Stored data entries:
━━━━━━━━━━
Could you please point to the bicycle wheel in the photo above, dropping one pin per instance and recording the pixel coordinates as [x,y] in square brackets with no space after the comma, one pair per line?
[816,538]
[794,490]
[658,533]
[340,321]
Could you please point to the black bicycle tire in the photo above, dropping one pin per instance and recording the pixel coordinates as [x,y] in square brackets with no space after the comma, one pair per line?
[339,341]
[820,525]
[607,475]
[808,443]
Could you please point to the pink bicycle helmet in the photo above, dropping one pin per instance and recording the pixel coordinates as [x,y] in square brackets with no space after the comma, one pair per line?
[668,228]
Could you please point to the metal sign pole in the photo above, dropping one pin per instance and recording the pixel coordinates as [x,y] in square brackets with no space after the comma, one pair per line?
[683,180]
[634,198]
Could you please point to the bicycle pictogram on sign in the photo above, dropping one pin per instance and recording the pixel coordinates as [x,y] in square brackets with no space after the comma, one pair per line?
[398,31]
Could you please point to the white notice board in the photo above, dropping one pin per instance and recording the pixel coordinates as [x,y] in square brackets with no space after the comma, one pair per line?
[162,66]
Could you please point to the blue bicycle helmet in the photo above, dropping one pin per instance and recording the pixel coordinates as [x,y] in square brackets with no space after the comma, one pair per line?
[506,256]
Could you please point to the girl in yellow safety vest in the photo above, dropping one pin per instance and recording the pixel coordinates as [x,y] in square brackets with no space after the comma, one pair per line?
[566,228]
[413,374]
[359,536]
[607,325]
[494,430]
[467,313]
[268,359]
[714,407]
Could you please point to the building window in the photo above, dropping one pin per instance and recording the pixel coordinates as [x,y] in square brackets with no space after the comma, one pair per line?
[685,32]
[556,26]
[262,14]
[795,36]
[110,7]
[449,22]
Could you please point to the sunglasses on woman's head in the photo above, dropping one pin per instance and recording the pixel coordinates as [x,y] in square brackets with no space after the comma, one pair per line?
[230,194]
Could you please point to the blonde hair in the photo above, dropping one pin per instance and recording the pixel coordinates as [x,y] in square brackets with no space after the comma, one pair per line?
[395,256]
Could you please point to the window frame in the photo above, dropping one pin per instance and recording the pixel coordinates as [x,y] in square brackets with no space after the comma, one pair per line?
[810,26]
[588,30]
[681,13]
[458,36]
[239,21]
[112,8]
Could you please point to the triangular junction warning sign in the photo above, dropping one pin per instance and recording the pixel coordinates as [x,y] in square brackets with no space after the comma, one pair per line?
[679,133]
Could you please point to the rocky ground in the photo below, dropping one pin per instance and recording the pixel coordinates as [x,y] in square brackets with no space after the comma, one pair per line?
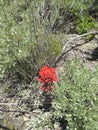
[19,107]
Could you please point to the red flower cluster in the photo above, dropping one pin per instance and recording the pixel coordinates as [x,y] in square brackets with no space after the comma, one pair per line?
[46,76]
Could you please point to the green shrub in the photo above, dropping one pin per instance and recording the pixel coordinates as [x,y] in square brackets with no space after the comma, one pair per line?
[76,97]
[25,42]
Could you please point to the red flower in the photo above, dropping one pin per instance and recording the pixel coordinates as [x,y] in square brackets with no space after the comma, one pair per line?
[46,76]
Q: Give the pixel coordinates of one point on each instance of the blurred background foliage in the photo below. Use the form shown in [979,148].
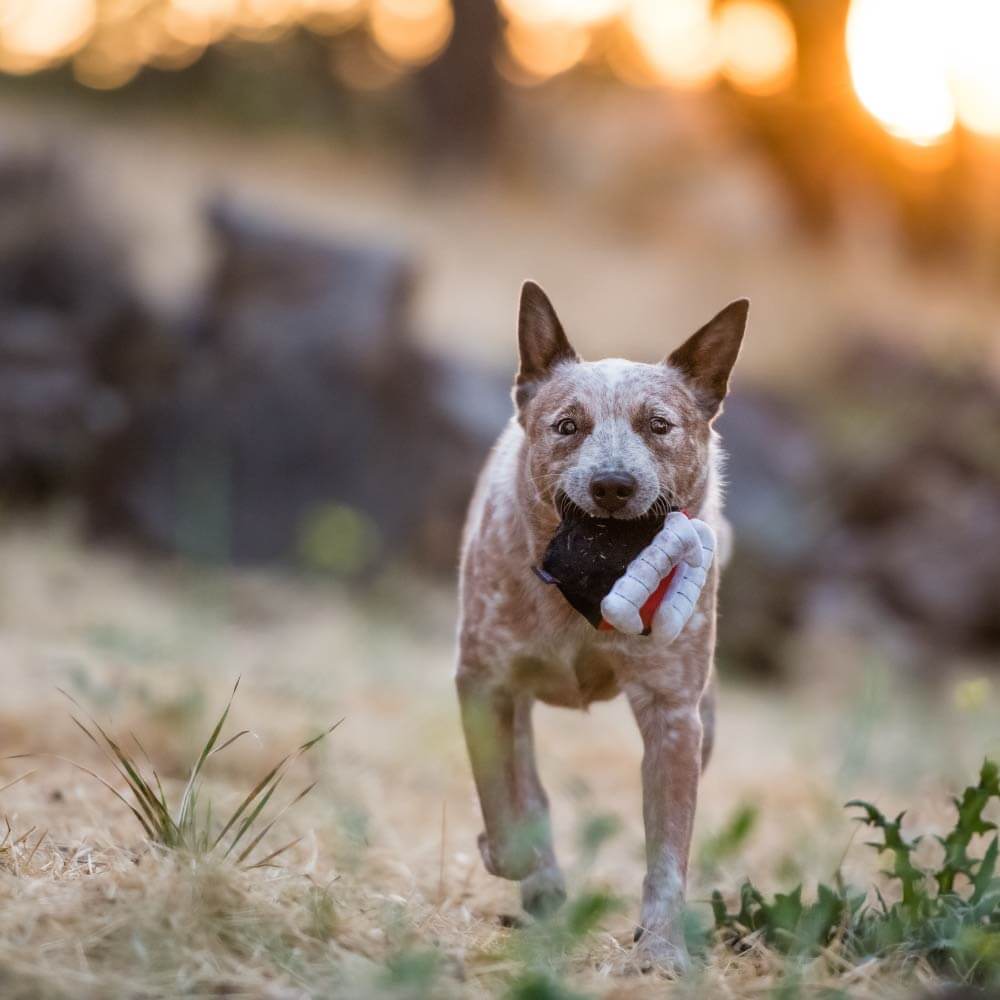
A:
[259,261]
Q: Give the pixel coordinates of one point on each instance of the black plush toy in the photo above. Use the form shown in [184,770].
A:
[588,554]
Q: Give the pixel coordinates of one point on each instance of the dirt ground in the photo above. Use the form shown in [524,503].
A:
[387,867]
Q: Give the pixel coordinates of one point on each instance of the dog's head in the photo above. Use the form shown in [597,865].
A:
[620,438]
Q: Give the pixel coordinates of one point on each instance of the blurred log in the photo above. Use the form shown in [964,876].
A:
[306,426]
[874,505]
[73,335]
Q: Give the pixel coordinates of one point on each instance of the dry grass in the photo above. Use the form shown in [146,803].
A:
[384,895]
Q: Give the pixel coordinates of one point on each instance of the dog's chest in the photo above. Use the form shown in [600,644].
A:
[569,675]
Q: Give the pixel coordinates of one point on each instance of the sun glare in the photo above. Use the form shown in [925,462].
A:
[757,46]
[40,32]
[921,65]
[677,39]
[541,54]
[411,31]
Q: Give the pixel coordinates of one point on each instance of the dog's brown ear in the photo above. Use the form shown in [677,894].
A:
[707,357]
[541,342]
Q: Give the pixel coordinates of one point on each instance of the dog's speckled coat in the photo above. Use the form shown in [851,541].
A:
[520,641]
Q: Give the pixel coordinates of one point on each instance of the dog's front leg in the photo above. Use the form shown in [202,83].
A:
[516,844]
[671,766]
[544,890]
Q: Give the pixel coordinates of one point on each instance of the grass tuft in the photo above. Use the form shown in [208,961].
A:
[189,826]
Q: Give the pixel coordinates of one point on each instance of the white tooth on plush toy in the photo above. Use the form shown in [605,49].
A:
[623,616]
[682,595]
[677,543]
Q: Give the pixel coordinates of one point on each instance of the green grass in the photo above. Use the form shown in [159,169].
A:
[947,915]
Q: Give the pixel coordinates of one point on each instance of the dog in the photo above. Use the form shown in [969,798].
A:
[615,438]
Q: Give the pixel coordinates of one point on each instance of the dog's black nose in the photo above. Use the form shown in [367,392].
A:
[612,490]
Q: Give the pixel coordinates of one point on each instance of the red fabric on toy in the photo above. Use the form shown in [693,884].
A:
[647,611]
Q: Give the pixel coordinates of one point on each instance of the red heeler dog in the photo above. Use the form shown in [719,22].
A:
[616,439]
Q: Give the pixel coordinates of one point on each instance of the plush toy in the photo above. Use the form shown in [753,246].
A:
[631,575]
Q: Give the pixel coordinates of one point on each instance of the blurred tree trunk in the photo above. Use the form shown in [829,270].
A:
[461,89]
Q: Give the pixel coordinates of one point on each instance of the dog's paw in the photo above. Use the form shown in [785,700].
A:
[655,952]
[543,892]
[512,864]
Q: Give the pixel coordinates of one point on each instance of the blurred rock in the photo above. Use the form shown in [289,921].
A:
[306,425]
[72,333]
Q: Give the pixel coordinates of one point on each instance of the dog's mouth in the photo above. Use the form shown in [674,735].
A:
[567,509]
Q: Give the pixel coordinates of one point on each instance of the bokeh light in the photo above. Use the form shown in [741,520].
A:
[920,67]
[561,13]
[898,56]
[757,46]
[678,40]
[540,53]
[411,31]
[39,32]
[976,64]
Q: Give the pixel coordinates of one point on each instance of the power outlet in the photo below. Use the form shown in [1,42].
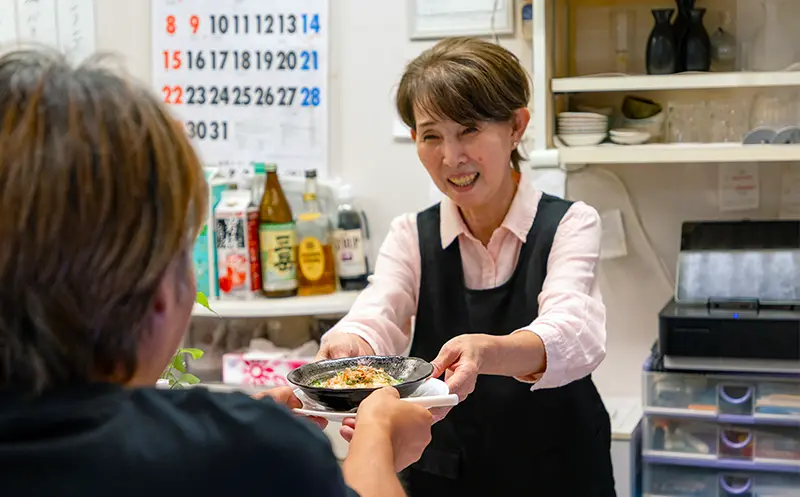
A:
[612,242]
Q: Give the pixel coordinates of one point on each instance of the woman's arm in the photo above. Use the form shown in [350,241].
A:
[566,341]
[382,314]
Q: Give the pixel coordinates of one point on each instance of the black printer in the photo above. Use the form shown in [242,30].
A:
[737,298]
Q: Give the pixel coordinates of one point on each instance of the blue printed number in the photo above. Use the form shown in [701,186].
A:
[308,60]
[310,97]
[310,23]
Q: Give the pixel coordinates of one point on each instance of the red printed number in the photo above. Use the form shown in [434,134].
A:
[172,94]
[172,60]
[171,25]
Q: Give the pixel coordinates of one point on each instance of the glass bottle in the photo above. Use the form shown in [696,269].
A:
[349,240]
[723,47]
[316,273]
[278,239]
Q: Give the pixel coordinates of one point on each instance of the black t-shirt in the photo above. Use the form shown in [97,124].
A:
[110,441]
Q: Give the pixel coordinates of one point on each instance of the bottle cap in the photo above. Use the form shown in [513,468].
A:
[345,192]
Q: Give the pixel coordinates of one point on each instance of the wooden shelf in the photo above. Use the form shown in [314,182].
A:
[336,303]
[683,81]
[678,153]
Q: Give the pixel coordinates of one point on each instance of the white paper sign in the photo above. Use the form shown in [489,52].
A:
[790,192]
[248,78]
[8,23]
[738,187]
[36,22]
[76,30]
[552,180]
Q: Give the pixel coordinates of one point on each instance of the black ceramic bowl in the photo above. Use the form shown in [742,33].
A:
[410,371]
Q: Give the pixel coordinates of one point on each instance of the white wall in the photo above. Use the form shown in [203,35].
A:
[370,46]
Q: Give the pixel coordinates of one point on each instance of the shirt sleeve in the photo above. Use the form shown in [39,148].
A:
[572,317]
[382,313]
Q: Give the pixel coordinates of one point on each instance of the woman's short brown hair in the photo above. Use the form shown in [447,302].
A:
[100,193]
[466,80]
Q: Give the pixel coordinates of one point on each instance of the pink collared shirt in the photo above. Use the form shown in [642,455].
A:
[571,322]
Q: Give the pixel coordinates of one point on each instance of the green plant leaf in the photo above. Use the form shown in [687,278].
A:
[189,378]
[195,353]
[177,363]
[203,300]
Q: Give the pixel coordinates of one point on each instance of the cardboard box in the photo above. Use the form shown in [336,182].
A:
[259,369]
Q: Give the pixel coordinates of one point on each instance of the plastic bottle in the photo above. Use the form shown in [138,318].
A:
━━━━━━━━━━
§ **Assigned task**:
The expected answer is an exact copy of the lines beginning at the one with "shown in [687,278]." and running to the end of the entries above.

§ **Result of this task**:
Q: Give the pixel coordinates of one point on each instance of the green plant leaf in the photo above. Use the form shown in [687,278].
A:
[189,378]
[195,353]
[177,363]
[203,300]
Q: Give the pixel coordinates of one point on each instance of the cardboard box in the photo above. Use the form shown in [336,182].
A:
[259,369]
Q: Give the pixel coordinates of one point on each instance of the plastic bottle in the photo above. Use the form shown in [138,318].
A:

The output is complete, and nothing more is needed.